> _Problem statement_
Return the following data exactly, with all pictures left out.

[Image-grounded pointing data]
————————

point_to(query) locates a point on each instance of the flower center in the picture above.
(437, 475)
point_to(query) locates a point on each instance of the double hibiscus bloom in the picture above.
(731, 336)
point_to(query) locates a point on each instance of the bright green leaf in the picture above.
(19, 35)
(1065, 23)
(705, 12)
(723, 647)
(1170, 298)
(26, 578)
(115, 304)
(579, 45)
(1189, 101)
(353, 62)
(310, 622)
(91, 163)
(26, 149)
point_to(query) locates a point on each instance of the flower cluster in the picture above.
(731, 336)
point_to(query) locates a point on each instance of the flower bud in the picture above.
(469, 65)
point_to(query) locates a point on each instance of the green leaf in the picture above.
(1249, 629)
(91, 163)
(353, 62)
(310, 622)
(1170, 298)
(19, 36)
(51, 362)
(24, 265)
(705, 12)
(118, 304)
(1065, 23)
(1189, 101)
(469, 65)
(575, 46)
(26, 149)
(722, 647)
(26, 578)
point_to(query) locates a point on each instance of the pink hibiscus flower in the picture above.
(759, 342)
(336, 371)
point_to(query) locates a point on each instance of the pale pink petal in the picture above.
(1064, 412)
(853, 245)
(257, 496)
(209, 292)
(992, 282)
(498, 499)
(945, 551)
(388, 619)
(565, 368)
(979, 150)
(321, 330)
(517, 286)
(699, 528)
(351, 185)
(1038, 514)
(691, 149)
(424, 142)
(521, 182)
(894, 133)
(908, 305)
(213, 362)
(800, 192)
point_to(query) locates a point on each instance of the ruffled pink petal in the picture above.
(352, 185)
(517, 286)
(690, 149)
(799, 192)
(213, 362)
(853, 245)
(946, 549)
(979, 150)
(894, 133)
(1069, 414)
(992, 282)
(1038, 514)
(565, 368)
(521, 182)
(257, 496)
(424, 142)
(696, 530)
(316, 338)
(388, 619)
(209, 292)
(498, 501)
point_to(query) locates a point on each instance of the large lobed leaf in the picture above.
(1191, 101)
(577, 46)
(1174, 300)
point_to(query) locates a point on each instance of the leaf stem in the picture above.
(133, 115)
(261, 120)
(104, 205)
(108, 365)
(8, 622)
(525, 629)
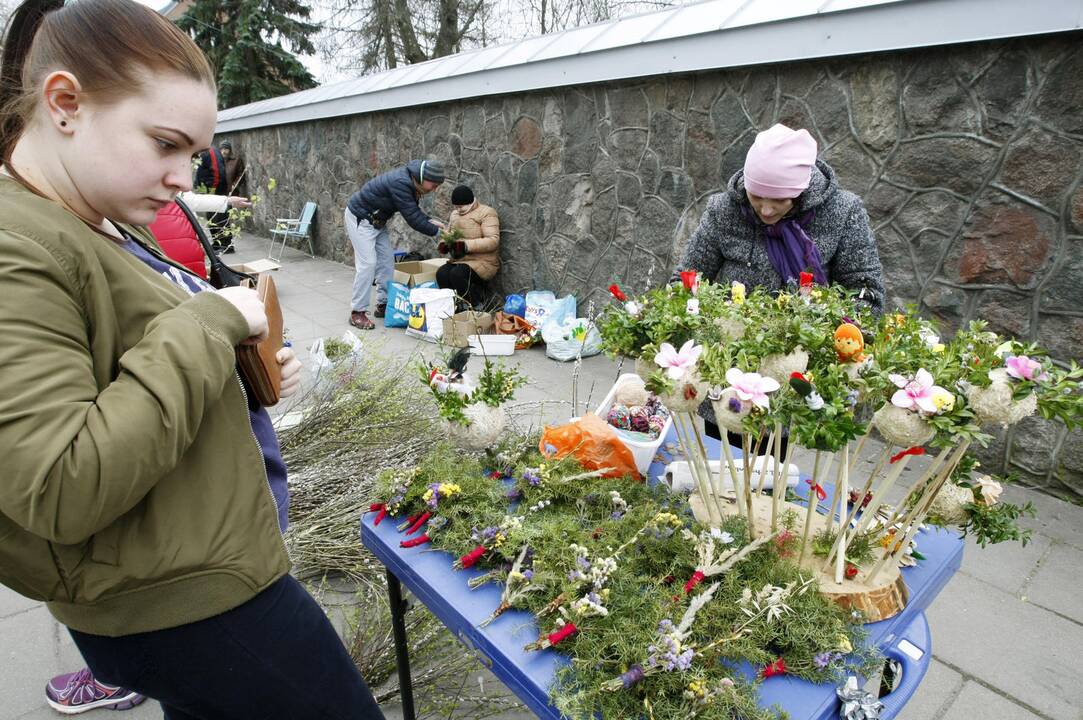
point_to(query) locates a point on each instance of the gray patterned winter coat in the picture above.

————————

> _Finished exercise_
point_to(query) locates a point on each instance of the flower center in the picture above.
(437, 475)
point_to(query) locates a point on each instance of the double hibiscus bloom in the picture above.
(731, 336)
point_to(query) locates a point on each instance of the bright green leaf in the picture above.
(19, 35)
(1065, 23)
(705, 12)
(723, 647)
(1170, 298)
(26, 578)
(115, 304)
(579, 45)
(1189, 101)
(353, 62)
(310, 622)
(91, 163)
(26, 149)
point_to(query) locates a point on each instance of the flower cluster in the picture above.
(731, 336)
point_to(query) locates a point on each instance of the flower bud in the picture above.
(469, 65)
point_to(query) locates a point on each instance of the green leaf in the picture above.
(1249, 629)
(91, 163)
(353, 62)
(310, 622)
(1170, 298)
(19, 36)
(51, 362)
(24, 265)
(705, 12)
(118, 304)
(1065, 23)
(1189, 101)
(469, 65)
(575, 46)
(26, 149)
(722, 647)
(26, 578)
point_to(query) locates a point on each instance of the pink hibiscus flower in the picture above.
(759, 342)
(336, 371)
point_to(query) locates a point on each instance of the pale pink petal in the picture above.
(1064, 412)
(853, 245)
(257, 496)
(209, 292)
(992, 282)
(498, 499)
(945, 551)
(388, 619)
(565, 368)
(979, 150)
(321, 330)
(517, 286)
(699, 528)
(351, 185)
(1038, 514)
(691, 149)
(424, 142)
(521, 182)
(894, 133)
(908, 305)
(213, 362)
(800, 192)
point_to(query) locates a point on each instance of the ruffled pink petal in the picture above.
(352, 185)
(517, 286)
(690, 149)
(799, 192)
(213, 362)
(853, 245)
(946, 549)
(979, 150)
(894, 133)
(1069, 414)
(992, 282)
(1038, 514)
(565, 368)
(521, 182)
(257, 496)
(424, 142)
(696, 530)
(316, 338)
(388, 619)
(209, 292)
(498, 501)
point_to(query) locates a point on each instance of the large lobed leaf in the picture above.
(1191, 101)
(577, 46)
(1174, 300)
point_to(query) locates a point on each instance of the leaf stem in the picture above.
(133, 115)
(261, 120)
(104, 205)
(108, 365)
(8, 622)
(525, 629)
point_to(query) locates a point on each instance of the gray patterned winter coat in the picture above.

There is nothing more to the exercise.